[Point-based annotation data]
* * * * * * * * *

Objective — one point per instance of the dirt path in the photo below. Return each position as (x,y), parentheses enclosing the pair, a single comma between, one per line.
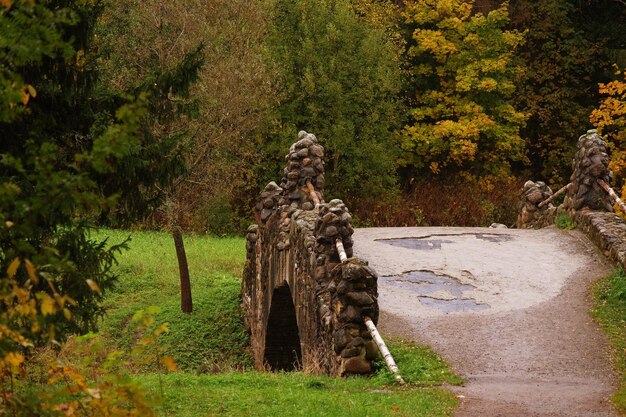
(507,308)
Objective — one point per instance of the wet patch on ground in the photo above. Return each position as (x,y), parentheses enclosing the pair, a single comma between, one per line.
(441,292)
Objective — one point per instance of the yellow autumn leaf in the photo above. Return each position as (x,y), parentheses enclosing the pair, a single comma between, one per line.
(13,359)
(12,269)
(31,90)
(32,271)
(169,363)
(47,306)
(93,286)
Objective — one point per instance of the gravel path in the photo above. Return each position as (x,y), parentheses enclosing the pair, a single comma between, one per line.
(507,308)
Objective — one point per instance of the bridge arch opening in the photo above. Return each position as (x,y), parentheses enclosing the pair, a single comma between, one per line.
(282,339)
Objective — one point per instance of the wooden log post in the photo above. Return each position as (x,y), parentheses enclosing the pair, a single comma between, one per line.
(612,194)
(553,196)
(341,250)
(186,304)
(382,347)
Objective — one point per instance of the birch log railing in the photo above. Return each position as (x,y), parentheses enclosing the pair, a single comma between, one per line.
(550,199)
(612,194)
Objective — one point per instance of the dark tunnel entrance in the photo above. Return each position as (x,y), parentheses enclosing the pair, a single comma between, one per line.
(282,339)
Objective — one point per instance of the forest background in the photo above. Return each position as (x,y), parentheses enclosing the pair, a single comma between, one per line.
(174,115)
(431,112)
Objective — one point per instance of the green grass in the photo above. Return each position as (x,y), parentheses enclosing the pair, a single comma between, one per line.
(563,221)
(292,394)
(213,339)
(610,312)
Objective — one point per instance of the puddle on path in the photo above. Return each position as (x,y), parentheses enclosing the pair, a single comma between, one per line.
(437,291)
(424,243)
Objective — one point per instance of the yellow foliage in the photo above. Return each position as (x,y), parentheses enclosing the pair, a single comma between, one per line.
(25,315)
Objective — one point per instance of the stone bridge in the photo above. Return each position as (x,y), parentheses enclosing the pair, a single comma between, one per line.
(304,307)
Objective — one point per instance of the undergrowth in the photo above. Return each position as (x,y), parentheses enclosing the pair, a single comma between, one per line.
(210,339)
(564,221)
(210,345)
(610,312)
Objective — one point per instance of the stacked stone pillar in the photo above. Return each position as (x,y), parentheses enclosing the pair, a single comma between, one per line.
(294,245)
(584,193)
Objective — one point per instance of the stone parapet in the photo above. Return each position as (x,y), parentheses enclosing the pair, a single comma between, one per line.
(606,230)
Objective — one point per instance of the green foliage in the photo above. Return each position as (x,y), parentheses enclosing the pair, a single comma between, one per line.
(337,79)
(564,221)
(72,151)
(295,393)
(212,338)
(463,82)
(562,60)
(610,312)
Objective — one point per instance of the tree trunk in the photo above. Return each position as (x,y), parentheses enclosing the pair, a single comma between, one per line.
(185,284)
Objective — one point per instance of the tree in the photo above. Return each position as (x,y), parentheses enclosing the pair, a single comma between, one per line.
(558,89)
(337,78)
(463,81)
(234,93)
(610,120)
(73,151)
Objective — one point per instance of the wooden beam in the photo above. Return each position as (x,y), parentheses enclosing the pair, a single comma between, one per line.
(612,194)
(341,250)
(391,364)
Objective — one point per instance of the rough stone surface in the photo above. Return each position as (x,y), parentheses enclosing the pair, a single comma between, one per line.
(293,245)
(530,215)
(590,163)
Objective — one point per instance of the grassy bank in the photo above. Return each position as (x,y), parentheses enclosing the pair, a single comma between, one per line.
(610,312)
(214,376)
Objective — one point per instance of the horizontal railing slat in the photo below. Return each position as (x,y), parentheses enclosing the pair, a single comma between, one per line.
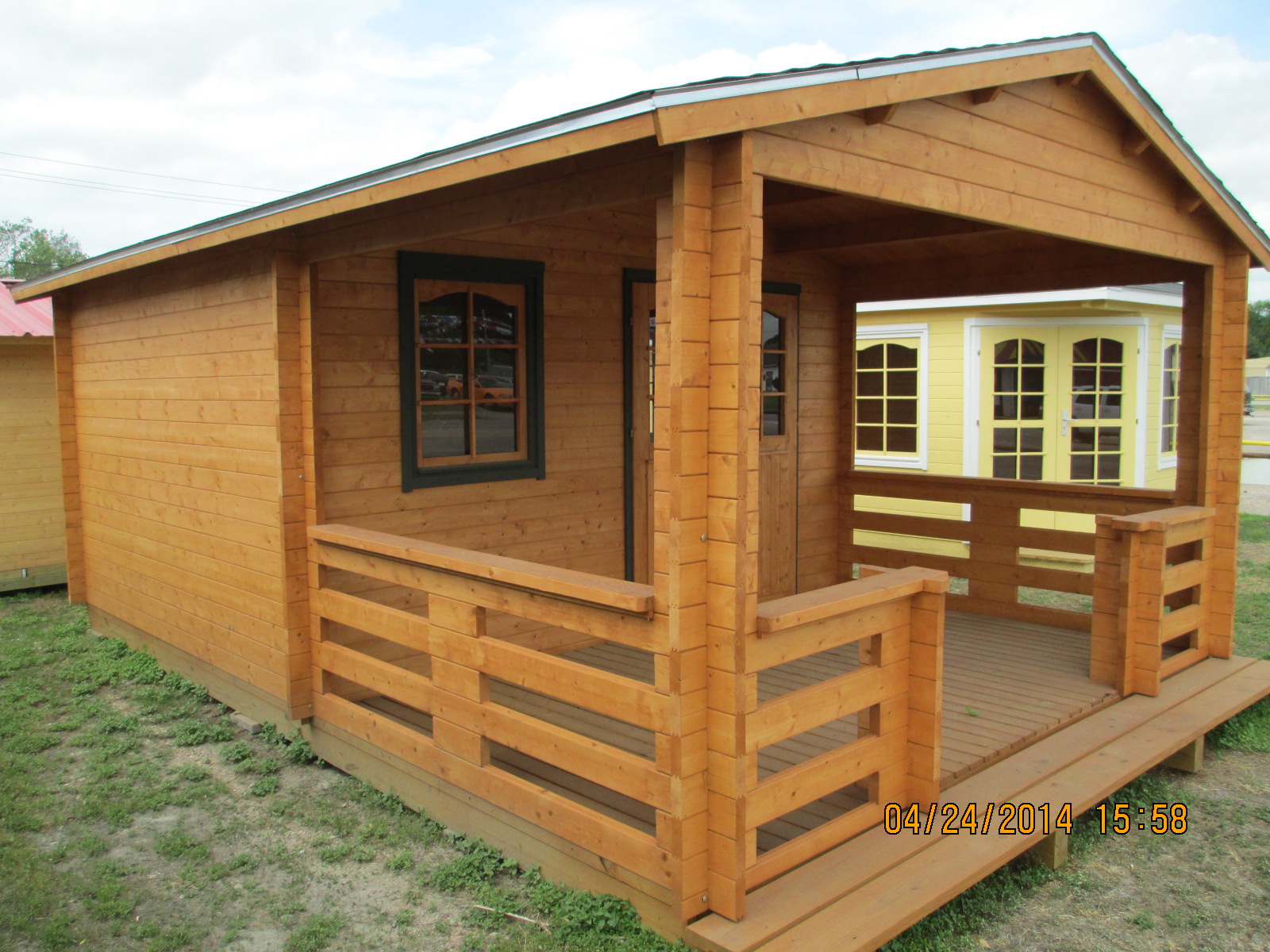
(816,704)
(588,620)
(613,594)
(793,611)
(798,786)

* * * * * * * * *

> [WORK INSTRUCTIONS]: Convert the material into a JSON list of strings, one string per line, skipping blank lines and leaving out the pictures.

> [SOLVED EXERCISE]:
[
  "Objective — one point per instance of the dirt path in the photo below. Return each position as (x,y), parentheses enclosing the pair, a single comma between, one per line.",
  "(507,308)",
  "Objective — one point per instance of the wet patch on ground in the photo above. Return each position as (x,y), parentheses enclosing the pair, a single comma between, one per line.",
  "(441,292)",
  "Objective — one point per instance of the yellow autumn leaf in the photo above. Return each position as (x,y), parentheses enclosing the pair, a single comma between, one per line.",
  "(13,359)",
  "(12,269)",
  "(31,90)",
  "(32,271)",
  "(169,363)",
  "(47,306)",
  "(93,286)",
  "Objective — one point per instance of the gravel path in the photo above. Return each position as (x,y), parentheses enclosing the pair, a single comma between, one per line.",
  "(507,308)",
  "Objective — one point per instance of the bridge arch opening in the photo above. Return each position as (x,y), parentheses enclosing the pair, a single comma between, one per line.",
  "(282,339)",
  "Objective — one point per instance of the wooden log post in the photo above. Return each position as (x,y), parentheses enclosing the pair, a single comma between, one per line.",
  "(612,194)",
  "(553,196)",
  "(341,250)",
  "(186,304)",
  "(382,347)",
  "Objective — one point per instance of the birch log railing in the photo above. Return each position as (x,y), parentheses enclosing the pair, a single comma between, one per line.",
  "(550,199)",
  "(612,194)",
  "Objective — one point per instance of the dark tunnel entrance in the photo above. Return each position as (x,y), parentheses enclosing the pair, a single comma between, one per line.",
  "(282,339)",
  "Objective — one point per instance of the forest background in the photo above. Return each position as (x,y), parentheses enclosing the pair, a single comma between, one per line.",
  "(174,115)",
  "(431,112)",
  "Objective — one point per instance of the green grass in the photo above. Return each position as (x,y), parentheses enclosing the pair, a single comma between, one per line.",
  "(563,221)",
  "(292,394)",
  "(213,339)",
  "(610,312)",
  "Objective — one point per instance of the puddle on path in the photo above. Return each position as (x,y), parentheses enclosing the pair, a single comma between, one per line.",
  "(437,291)",
  "(424,243)",
  "Objective — one point per instance of the yellow foliage in the photo above. Return each position as (x,y), parentheses enclosing the pair, a single comma between, one per line.",
  "(25,315)",
  "Objective — one point per instance of the stone bridge in the photo above. Return each position as (x,y), parentheses enclosing the pair, a single comma between, one per line.",
  "(304,307)",
  "Objective — one point per instance of the undergrowth in the photo above. Return each position as (x,y), parentheses enclosing the pair, a single comma between, one per line.",
  "(210,339)",
  "(564,221)",
  "(210,345)",
  "(610,312)",
  "Objective — one point per instance of the stacked stone pillar in the photo above. Return each position as (x,y), parentheses enclosing the pair, a single comma between, one per line.",
  "(294,245)",
  "(584,193)",
  "Objective — one point per instance of the stone parapet in the photo above. Return each position as (x,y), parentheses enclosing the pair, a single comma between, one per line.",
  "(606,230)",
  "Objective — one point per instance of the green foliage in the photo above. Return each position as (x,y), parentheses enclosing the pair, a single comma between, one per line.",
  "(337,79)",
  "(564,221)",
  "(72,151)",
  "(295,393)",
  "(212,338)",
  "(463,82)",
  "(562,60)",
  "(610,312)",
  "Objective — one point per instance of the tree trunk in the photo above. Return each position as (x,y), parentheses enclosing the pair, a single comma between, one per line.",
  "(185,284)",
  "Objective — one point per instance of the tree in the photo above. Return each position as (x,y), parentheses enclosing the pair, a single comma between, one per line.",
  "(558,89)",
  "(337,78)",
  "(463,81)",
  "(234,93)",
  "(610,120)",
  "(73,151)",
  "Objective — one point per instance of the wooden beam in the photo above. Return each position as (x,y), parentheses enclosing the pair, a single comma between, one per line.",
  "(612,194)",
  "(341,250)",
  "(391,364)",
  "Objective — one point per instance of the rough stone surface in the photo above. Return each position as (x,y), parentheses enclosing the pair, a single comma between, one per line.",
  "(293,245)",
  "(530,215)",
  "(590,163)",
  "Objective — one point per instance of the grassy bank in the photo above. Return each position as (x,y), parentheses enclosing the pair, a single comma between, one per line.",
  "(610,312)",
  "(214,376)",
  "Objective — one point per instance of the horizontal railing slat in the photo below. Return each position as (x,y), parentheses enclosing the pair, a single comma between, one per line.",
  "(816,704)",
  "(588,620)",
  "(613,594)",
  "(793,611)",
  "(798,786)"
]